#### [Reading text]
Stoyan Minchev

Posted on Mar 23 • Edited on Apr 16

What Android OEMs do to background apps, and the 11 layers I built to survive it

#android #kontlin #sideprojects #architecture

I spent over a year building a safety monitoring app that runs 24/7 on elderly parents' phones. If it gets killed, nobody gets alerted when something goes wrong. That constraint forced me into the deepest, most frustrating corners of Android background execution.

This article covers what I learned about how Samsung, Xiaomi, Honor, OPPO, and Vivo actively kill background apps, why the standard Android approach is nowhere near sufficient, and the 11-layer recovery architecture I ended up building. I will also cover two related problems that surprised me: GPS hardware that silently stops working, and accelerometer data that lies about its age.

126,000 lines of Kotlin, 125+ versions, solo developer. The app is called How Are You?! — it learns an elderly person's daily routine over 7 days, then monitors around the clock and emails the family if something seems wrong. But this article is about the engineering, not the product.

The problem: Android wants your app dead

Stock Android already makes continuous background work difficult. Doze mode, App Standby, background execution limits — Google has been tightening the screws since Android 6. A foreground service with REQUEST_IGNORE_BATTERY_OPTIMIZATIONS is the standard answer.

That is necessary. It is nowhere near sufficient.

OEMs add their own proprietary battery management on top of stock Android, and they are far more aggressive. Here is what I encountered on the devices I tested:

Samsung maintains a "Sleeping Apps" list. If your app has no foreground activity for 3 days, Samsung kills it. OTA updates silently reset your battery optimization exemption. The user opted you out of optimization? Samsung un-opted you after the update.

Xiaomi (MIUI/HyperOS) kills background services aggressively and resets autostart permissions after OTA updates. Your app was whitelisted? Not anymore.

Honor and Huawei have PowerGenie, which monitors how often your app wakes the system. Call setAlarmClock() more than about 3 times per day and you get flagged as "frequently wakes your system." They also have HwPFWService, which kills apps holding wakelocks longer than 60 minutes with non-whitelisted tags.

#### [Available data]
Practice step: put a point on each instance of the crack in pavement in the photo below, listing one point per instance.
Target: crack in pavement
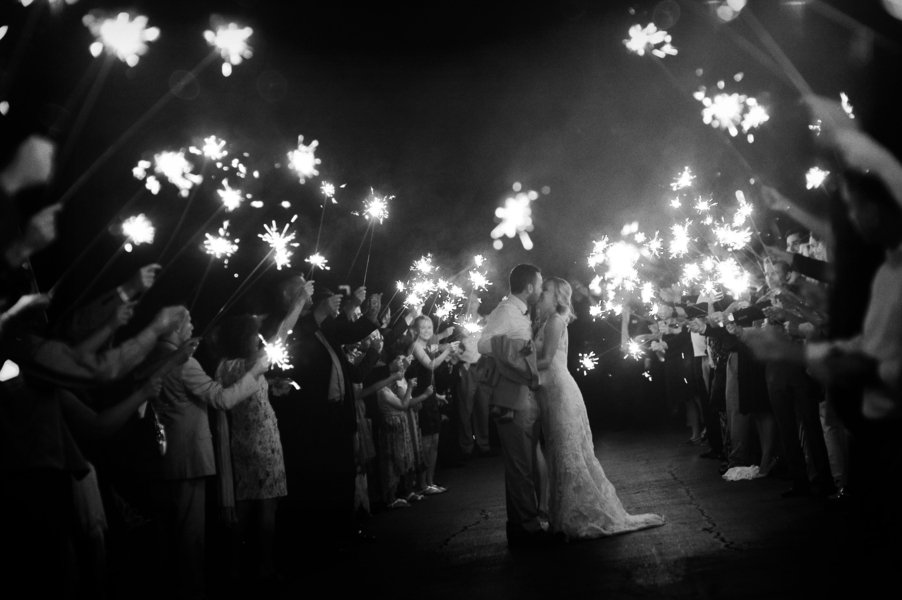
(711, 527)
(483, 517)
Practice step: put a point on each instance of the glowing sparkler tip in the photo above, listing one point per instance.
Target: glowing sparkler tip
(138, 230)
(318, 261)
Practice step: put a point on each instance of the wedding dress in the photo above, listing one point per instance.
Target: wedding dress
(582, 501)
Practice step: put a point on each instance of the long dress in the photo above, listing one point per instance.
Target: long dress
(582, 501)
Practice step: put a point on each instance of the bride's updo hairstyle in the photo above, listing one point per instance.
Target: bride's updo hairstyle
(563, 293)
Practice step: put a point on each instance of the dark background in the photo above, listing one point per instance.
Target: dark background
(443, 105)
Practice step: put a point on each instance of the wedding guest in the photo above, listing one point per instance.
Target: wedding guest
(179, 483)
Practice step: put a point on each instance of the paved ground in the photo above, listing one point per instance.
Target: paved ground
(722, 539)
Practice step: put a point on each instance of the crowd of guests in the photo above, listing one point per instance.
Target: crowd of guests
(128, 443)
(800, 377)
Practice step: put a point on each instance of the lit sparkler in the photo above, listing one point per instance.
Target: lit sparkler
(176, 169)
(479, 280)
(815, 177)
(683, 181)
(213, 148)
(137, 230)
(516, 219)
(633, 350)
(277, 353)
(303, 160)
(587, 362)
(376, 207)
(318, 261)
(280, 242)
(731, 112)
(650, 39)
(231, 198)
(220, 246)
(122, 36)
(232, 43)
(846, 105)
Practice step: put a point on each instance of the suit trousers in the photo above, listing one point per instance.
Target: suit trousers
(179, 512)
(473, 408)
(519, 445)
(741, 427)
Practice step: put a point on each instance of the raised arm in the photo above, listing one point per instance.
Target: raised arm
(554, 329)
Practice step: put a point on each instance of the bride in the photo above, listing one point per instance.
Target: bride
(582, 502)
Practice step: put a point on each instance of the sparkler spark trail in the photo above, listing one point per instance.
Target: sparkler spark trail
(137, 230)
(231, 198)
(650, 39)
(318, 261)
(587, 362)
(328, 191)
(213, 148)
(815, 177)
(280, 243)
(376, 207)
(731, 112)
(121, 36)
(232, 43)
(220, 246)
(302, 160)
(277, 353)
(633, 350)
(846, 105)
(479, 281)
(516, 219)
(175, 168)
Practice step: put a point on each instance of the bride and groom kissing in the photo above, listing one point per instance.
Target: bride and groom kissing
(541, 419)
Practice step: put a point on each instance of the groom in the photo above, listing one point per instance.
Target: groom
(506, 373)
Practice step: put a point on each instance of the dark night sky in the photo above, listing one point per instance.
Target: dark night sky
(443, 106)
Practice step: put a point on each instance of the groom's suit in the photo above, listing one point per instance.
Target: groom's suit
(518, 428)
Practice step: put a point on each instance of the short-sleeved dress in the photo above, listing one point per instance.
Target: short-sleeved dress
(257, 459)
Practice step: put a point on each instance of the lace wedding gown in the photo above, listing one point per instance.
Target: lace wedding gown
(582, 502)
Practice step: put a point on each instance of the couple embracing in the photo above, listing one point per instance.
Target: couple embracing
(533, 398)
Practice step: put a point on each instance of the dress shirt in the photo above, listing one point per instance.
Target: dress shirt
(880, 339)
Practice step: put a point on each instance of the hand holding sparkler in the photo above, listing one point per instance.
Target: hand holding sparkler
(141, 281)
(39, 233)
(263, 362)
(372, 307)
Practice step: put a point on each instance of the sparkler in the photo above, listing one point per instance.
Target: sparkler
(587, 362)
(376, 207)
(231, 41)
(213, 148)
(846, 105)
(277, 353)
(280, 243)
(815, 177)
(516, 219)
(731, 112)
(633, 350)
(121, 36)
(317, 261)
(303, 161)
(650, 39)
(137, 230)
(220, 246)
(683, 180)
(231, 198)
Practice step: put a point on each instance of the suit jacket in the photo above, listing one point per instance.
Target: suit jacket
(316, 433)
(509, 373)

#### [How to complete this task]
In the article on Android background apps, how many times per day can an app call setAlarmClock() on Honor and Huawei phones before PowerGenie flags it?

#### [Solution to this problem]
About 3 times per day.